*** Extract provided
Bank of England raises interest rates by 50 basis points

Bank of England

The central bank announced a new rate hike of 0.5 percent on Thursday.

(Photo: Bloomberg)

London The Bank of England (BoE) has raised interest rates in the UK by 50 basis points to 2.25 percent. This is the highest level since 2008. The central bankers had already increased borrowing costs by half a percentage point at the beginning of August. However, financial markets had expected more and priced in a 75 basis point increase. At the same time, the central bankers announced that they would gradually reduce their bond portfolio of £857 billion from October.

With their interest rate move, the British monetary authorities also lagged behind the example of their US colleagues, who decided on Wednesday to raise interest rates by 75 basis points. The European Central Bank (ECB) recently raised interest rates in the euro zone by the same amount.
******
*** Raw records
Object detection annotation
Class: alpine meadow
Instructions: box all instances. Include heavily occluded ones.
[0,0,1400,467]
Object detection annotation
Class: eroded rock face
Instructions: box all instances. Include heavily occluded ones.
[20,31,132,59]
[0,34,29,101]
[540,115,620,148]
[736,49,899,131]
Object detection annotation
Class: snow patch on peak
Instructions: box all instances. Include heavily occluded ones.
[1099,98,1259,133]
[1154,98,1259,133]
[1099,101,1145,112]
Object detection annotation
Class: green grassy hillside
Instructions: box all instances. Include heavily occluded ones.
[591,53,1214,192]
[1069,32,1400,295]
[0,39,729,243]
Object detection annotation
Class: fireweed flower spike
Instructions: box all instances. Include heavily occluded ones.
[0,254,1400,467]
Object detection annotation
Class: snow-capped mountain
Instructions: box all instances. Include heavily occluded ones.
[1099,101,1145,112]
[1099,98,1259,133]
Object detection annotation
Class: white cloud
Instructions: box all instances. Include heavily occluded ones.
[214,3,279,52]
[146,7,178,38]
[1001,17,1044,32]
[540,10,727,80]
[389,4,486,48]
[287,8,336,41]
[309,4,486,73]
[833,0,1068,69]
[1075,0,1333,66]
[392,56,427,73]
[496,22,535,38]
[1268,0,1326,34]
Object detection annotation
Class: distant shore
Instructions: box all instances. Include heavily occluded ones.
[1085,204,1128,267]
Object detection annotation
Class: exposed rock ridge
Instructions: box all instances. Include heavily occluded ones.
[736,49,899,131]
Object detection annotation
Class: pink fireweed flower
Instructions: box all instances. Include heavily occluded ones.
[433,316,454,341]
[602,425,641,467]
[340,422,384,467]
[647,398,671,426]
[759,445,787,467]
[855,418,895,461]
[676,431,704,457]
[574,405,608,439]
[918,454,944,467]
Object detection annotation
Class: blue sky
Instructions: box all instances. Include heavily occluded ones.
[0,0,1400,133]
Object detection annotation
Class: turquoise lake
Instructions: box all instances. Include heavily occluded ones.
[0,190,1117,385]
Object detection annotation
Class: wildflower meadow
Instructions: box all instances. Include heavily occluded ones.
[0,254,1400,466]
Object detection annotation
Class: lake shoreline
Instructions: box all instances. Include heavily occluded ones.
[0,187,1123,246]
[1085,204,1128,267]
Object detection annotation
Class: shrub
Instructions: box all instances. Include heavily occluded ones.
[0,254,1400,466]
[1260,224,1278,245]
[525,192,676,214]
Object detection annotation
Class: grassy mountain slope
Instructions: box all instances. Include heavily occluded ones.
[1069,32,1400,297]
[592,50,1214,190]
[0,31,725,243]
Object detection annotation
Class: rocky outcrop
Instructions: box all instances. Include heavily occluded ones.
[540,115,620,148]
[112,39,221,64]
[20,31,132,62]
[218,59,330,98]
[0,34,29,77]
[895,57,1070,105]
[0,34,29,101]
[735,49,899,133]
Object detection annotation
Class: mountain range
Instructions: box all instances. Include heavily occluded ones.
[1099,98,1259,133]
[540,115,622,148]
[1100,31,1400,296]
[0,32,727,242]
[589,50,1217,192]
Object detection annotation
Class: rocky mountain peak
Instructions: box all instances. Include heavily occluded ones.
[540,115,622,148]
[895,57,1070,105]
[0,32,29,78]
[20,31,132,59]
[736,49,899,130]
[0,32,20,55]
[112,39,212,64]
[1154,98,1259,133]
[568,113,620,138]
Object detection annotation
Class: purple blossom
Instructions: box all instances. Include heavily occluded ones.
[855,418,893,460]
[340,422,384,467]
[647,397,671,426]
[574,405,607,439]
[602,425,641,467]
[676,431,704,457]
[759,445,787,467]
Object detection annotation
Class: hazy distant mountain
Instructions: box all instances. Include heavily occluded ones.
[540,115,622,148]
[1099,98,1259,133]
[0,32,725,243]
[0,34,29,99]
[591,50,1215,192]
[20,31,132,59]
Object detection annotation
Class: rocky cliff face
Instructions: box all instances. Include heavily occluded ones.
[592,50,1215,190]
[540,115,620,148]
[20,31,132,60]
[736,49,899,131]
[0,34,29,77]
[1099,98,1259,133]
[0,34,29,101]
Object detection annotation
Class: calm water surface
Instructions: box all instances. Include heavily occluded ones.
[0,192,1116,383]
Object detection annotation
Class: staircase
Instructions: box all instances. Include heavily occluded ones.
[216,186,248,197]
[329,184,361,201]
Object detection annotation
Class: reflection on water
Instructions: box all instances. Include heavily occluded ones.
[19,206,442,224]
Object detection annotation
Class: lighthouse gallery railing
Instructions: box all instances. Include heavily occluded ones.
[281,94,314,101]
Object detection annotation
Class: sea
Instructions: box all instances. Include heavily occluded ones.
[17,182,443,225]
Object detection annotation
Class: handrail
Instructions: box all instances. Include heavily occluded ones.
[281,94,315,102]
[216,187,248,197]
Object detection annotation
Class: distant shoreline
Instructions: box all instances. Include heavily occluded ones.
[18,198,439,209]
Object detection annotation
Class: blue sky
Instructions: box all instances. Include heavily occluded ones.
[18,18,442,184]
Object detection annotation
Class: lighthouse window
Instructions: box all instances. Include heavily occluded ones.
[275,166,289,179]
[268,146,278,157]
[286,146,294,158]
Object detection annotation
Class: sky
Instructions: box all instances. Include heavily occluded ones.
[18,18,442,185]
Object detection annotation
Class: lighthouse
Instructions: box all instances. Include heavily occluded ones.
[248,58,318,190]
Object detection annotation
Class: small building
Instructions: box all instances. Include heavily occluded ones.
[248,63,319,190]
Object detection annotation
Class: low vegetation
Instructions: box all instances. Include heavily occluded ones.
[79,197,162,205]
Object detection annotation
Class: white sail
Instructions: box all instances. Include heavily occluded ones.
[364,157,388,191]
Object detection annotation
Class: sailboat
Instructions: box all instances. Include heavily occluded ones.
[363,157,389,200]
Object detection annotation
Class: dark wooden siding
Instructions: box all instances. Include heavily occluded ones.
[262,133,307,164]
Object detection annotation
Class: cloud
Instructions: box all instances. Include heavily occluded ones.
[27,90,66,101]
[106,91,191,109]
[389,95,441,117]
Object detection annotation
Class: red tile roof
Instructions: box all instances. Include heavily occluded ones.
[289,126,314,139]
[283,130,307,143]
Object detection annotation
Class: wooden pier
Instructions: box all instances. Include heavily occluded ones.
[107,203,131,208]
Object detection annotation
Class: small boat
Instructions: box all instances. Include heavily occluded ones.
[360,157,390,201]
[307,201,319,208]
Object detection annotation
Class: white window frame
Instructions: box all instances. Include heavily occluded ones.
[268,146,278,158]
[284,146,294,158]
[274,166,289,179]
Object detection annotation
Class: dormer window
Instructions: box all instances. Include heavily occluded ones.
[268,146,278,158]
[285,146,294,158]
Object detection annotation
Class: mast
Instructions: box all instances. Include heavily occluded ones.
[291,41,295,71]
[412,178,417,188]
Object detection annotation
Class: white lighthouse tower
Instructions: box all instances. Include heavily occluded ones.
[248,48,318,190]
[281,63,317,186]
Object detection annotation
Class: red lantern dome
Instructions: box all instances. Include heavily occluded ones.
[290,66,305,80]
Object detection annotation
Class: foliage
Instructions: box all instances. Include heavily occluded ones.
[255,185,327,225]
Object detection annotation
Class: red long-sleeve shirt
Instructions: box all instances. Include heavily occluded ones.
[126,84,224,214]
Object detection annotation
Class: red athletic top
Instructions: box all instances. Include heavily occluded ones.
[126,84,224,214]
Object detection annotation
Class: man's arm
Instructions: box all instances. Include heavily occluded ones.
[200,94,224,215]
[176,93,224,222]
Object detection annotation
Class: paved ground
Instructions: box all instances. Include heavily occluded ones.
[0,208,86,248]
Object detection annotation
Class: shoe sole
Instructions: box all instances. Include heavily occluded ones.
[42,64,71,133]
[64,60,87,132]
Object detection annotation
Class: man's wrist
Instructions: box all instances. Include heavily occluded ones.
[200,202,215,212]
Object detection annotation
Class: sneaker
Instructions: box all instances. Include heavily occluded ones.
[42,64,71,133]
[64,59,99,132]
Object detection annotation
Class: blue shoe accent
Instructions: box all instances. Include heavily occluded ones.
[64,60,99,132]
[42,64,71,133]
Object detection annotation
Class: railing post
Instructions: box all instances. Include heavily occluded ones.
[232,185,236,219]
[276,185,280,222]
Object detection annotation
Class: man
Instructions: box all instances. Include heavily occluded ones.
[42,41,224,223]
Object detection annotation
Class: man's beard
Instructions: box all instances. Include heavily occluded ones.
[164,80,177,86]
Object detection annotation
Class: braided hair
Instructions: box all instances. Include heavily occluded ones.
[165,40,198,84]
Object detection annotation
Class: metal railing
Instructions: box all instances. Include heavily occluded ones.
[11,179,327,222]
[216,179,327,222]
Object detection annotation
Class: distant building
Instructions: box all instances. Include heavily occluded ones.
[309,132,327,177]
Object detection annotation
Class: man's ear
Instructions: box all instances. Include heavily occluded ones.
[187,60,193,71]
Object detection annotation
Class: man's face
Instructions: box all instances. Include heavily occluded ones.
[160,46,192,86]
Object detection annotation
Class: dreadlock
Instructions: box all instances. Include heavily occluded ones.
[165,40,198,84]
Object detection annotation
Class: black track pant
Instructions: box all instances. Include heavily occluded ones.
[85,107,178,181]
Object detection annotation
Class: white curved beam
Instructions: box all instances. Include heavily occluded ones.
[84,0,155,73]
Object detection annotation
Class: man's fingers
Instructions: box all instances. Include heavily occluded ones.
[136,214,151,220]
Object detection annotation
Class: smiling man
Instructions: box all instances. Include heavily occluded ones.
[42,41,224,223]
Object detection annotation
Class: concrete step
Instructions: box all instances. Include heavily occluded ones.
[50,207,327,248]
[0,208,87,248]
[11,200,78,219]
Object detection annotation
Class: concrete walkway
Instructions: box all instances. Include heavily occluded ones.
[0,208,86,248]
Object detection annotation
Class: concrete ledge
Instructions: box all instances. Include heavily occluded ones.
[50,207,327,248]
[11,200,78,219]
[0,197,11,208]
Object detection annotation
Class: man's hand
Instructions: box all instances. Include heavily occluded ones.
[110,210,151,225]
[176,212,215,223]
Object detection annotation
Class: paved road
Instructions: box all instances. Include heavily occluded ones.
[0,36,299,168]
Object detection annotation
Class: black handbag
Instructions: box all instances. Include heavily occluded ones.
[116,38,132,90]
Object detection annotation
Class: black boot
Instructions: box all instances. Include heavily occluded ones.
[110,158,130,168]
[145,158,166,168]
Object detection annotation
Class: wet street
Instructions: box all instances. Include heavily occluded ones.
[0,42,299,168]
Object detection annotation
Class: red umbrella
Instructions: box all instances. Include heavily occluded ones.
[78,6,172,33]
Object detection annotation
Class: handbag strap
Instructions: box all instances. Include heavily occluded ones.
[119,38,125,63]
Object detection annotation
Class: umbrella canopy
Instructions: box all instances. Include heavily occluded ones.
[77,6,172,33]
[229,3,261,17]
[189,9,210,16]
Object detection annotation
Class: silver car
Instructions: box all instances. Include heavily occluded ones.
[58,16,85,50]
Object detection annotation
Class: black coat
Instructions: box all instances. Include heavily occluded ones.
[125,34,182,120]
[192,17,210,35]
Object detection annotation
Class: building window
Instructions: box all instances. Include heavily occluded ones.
******
» Given task
Print the passage of the article about the Bank of England rate increase starting at "London The Bank" and ending at "billion from October.". Draw only on the article about the Bank of England rate increase, not on the data.

» Exercise output
London The Bank of England (BoE) has raised interest rates in the UK by 50 basis points to 2.25 percent. This is the highest level since 2008. The central bankers had already increased borrowing costs by half a percentage point at the beginning of August. However, financial markets had expected more and priced in a 75 basis point increase. At the same time, the central bankers announced that they would gradually reduce their bond portfolio of £857 billion from October.